VORLIEGENDER AUSZUG »

━━━━

# Hornhecht aber wie?????



## C.K. (24. Mai 2003)

Moin AB Member`s.....

....also ich lese in den Tread`s vorher, dass der Hornhecht an den Küsten ist. Das trifft sich gut, da ich am Vatertag an der Ostsee unterwegs bin.
Ich habe noch nie einen gefangen oder gegessen und möchte dieses Thema nach meinen Urlaub zu den Akten legen :q 

Nur wie stelle ich es an?? Tagsüber bin ich mit dem Boot draußen um Dorsche zu beangeln, klappt also nur zur Abendstunde. Welche Köder eignen sich ( Marke und größe ) Ich möchte sie mit einer Spinnrute in der Brandung beangeln. 
Gibt es einen Köder der für Mefo und Hornies sehr gut geeignet ist?
Woran erkenne ich das Hornhechte jagen?

So mal ran mit Euch und laßt mich nicht hängen! Wenn`s klappt bekommt Ihr auch ein Bild hier im AB


----------



## MichaelB (24. Mai 2003)

Moin,

@C.K.: aaalsoo, ich bin ja nun nicht der Hornhecht-Profi, habe gestern meine ersten fünf gefangen. Auffällig fand ich aber, daß vier andere Angler mit Blinker und Wobbler nicht einen hatte und ich auf Heringsfetzen gleich fünf. 

Mein Tip wäre: Wasserkugel, Vorfach von etwa 1m Länge mit einem 4er (Butt) Haken dahinter, schmalen Heringsfetzen drauf, rauswerfen und gaaanz langsam einholen.
Das ist so eine recht sichere Sache weil die Gierhälse relativ tief schlucken und somit sicher sitzen.

Aber wieso das Thema zu den Akten legen? Ich bin seit gestern noch schärfer auf die Schnabeltiere...  

Gruß
Michael


----------



## C.K. (24. Mai 2003)

@MichaelB

Ich versuche wenigstens einmal, jede Fischsorte am Hacken zu bekommen(solange es bezahlbar ist) . Klar, wenn sie lecker sind und gut kämpfen, werde ich sie auch öfter beangeln.:q 
Ich habe mich nur bisher nie auf diese Sorte Fisch konzentriert! Heringsfetzten dürften ein Problem werden, da die wohl in DK schon weg sind!


----------



## MichaelB (24. Mai 2003)

Moin,

@C.K.: also meine Heringsfetzen kamen gestern vom Fisch-Höker, die Hornies fanden die genau so lecker wie die selbst gefangenen  
Meine selbst erbeuteten Heringe esse ich lieber ganz frisch selbst  

Gruß
Michael


----------



## holk (24. Mai 2003)

━━━━

BEREITGESTELLTES MATERIAL »
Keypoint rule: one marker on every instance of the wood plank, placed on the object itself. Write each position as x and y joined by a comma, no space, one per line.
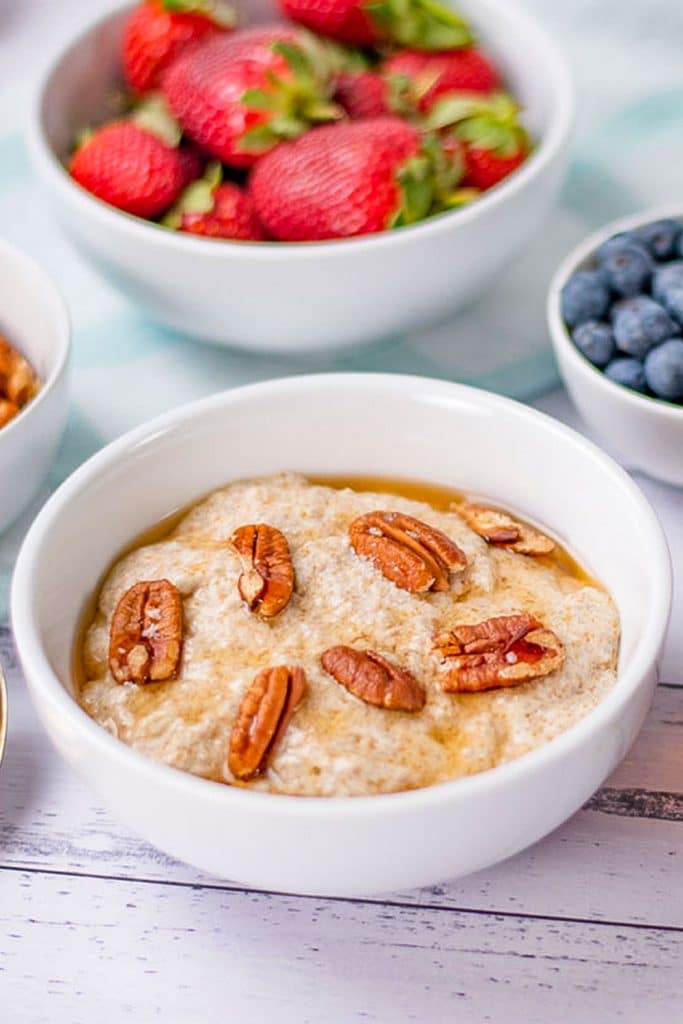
48,819
134,951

━━━━

ANWEISUNGEN »
**a.** Übersetze den Satz „Tagsüber bin ich mit dem Boot draußen um Dorsche zu beangeln, klappt also nur zur Abendstunde.“ aus dem Thread zum Hornhechtangeln ins Englische.
**b.** Schreibe aus dem Thread zum Hornhechtangeln den Abschnitt von "Mein Tip wäre: Wasserkugel, Vorfach" bis "gaaanz langsam einholen." wortgetreu ab.

ERGEBNISSE IN REIHENFOLGE »
**a.** During the day I'm out on the boat fishing for cod, so it only works in the evening.

**b.**
Mein Tip wäre: Wasserkugel, Vorfach von etwa 1m Länge mit einem 4er (Butt) Haken dahinter, schmalen Heringsfetzen drauf, rauswerfen und gaaanz langsam einholen.